# START OF DATASET EXCERPTS
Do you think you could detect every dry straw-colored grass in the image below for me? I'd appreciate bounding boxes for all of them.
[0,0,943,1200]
# END OF DATASET EXCERPTS
# START OF DATASET EXCERPTS
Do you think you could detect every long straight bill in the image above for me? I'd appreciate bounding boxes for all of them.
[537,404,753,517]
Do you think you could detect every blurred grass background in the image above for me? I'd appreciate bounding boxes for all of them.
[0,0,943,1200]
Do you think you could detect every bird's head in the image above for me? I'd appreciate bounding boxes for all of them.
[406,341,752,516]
# END OF DATASET EXCERPTS
YOUR INSTRUCTIONS: Can you copy the material verbatim, the stretch from the line containing "Do you think you could detect every long" through the line containing "[406,341,752,516]"?

SOLUTION:
Do you think you could detect every long straight bill in the image above for me? I'd appreciate bounding boxes for all of them.
[537,404,753,517]
Do you think you could detect every blurred grass background in the image above for me? I'd appreciate bounding boxes for all of them.
[0,0,943,1200]
Do you think you could detect every bird's head in the image above for me? I'd appreciate bounding boxes for all of them.
[406,341,752,516]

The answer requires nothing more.